Bounding-box records
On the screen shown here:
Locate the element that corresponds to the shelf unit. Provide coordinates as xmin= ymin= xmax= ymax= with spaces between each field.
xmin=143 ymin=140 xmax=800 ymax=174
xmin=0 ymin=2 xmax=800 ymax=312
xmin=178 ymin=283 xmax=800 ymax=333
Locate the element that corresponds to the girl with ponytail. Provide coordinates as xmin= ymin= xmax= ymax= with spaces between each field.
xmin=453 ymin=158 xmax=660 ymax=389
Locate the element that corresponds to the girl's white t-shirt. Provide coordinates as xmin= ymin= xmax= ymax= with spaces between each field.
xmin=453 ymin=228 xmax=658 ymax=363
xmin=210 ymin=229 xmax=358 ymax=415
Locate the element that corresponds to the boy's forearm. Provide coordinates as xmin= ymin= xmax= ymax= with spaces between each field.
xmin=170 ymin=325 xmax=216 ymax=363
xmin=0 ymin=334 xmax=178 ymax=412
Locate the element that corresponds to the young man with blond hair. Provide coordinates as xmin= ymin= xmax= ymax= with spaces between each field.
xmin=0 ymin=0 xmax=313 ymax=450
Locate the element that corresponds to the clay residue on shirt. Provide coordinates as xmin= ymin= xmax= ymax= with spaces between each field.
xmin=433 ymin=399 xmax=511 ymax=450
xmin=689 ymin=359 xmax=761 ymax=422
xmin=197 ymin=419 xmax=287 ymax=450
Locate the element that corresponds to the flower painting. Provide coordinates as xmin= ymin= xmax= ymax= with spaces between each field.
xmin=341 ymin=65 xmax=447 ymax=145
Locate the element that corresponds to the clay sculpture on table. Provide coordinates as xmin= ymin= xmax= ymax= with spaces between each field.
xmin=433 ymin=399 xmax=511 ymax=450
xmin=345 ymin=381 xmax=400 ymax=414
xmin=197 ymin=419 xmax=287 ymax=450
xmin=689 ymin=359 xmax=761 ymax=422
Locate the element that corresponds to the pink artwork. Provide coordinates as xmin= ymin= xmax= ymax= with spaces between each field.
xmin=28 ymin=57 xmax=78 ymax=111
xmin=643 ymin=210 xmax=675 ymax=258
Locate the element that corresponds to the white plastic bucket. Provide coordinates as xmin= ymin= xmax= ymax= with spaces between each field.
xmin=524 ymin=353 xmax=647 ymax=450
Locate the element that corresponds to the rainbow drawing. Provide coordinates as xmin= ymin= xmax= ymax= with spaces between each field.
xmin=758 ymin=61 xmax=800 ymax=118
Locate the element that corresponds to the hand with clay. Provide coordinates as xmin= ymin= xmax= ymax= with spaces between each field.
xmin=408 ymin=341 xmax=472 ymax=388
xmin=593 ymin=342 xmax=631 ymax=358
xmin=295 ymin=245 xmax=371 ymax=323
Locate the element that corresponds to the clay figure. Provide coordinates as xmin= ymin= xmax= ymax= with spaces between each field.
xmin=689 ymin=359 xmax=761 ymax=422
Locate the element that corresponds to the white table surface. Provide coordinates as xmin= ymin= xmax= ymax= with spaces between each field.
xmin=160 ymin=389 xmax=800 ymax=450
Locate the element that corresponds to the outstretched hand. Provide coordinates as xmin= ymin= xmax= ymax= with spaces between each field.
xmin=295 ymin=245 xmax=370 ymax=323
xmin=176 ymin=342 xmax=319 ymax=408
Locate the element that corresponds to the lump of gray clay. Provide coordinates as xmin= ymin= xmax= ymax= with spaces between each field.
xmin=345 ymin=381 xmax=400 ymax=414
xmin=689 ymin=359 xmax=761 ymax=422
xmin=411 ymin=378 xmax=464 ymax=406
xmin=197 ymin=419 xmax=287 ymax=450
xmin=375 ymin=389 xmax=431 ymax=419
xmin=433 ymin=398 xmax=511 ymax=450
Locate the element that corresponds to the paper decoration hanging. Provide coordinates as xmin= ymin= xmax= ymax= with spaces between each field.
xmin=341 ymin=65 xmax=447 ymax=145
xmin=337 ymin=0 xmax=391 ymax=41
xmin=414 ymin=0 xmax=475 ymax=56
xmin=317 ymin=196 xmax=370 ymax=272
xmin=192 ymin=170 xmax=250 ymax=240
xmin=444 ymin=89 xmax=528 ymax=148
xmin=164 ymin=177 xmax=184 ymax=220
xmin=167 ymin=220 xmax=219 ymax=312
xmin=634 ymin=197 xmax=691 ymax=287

** WHAT THE TASK ASKS **
Print every line of the data from the one containing "Locate the element that corresponds to the outstretched" down to the one containing "xmin=176 ymin=342 xmax=319 ymax=408", including both of those lines.

** WRITTEN ANSWER **
Locate the element that corresponds to the outstretched hand. Provide coordinates as xmin= ymin= xmax= ymax= with spaces between each field.
xmin=295 ymin=245 xmax=370 ymax=323
xmin=176 ymin=342 xmax=319 ymax=408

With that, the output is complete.